**Your objective**
Could you output only the lines from the one containing "the bus front" through the last line of the data, both included?

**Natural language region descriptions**
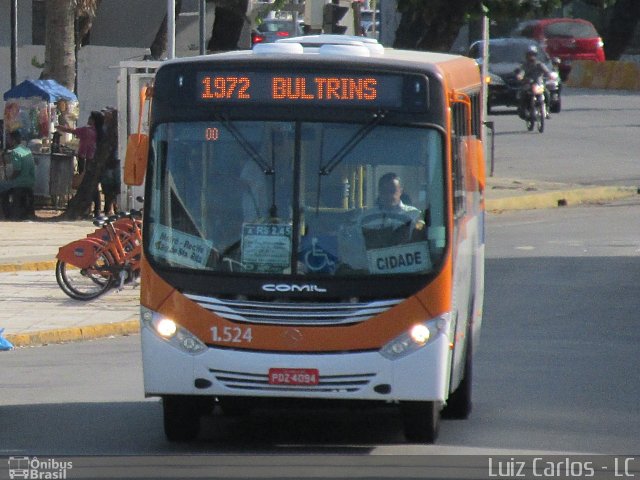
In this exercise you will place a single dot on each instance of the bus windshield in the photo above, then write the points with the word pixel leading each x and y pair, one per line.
pixel 296 198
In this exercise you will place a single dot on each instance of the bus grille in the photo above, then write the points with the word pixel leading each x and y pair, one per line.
pixel 278 313
pixel 327 383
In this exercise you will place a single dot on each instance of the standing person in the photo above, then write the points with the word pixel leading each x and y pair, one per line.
pixel 89 136
pixel 110 182
pixel 21 177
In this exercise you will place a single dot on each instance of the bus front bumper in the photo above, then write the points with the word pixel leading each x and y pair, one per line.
pixel 420 375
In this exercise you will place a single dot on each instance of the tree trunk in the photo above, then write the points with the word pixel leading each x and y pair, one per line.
pixel 60 56
pixel 80 204
pixel 227 26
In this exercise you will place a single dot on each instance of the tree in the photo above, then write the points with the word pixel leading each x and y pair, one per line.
pixel 60 52
pixel 230 16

**Reply**
In this exercise you will place a single dot on each instance of the bus front bumper in the photo above, then write the points with the word pixel leading each x and y pair, one per line.
pixel 420 375
In this exercise you will place a single dot on each instance of the tree trunk in the photo above, then write the points with the word pixel leading each x and y pair, one per line.
pixel 60 56
pixel 80 204
pixel 227 26
In this exercise you will place a single dot on each instance of the tree in the photo above, then write the points with the word pixel leading each x and y pair, one per line.
pixel 60 52
pixel 230 16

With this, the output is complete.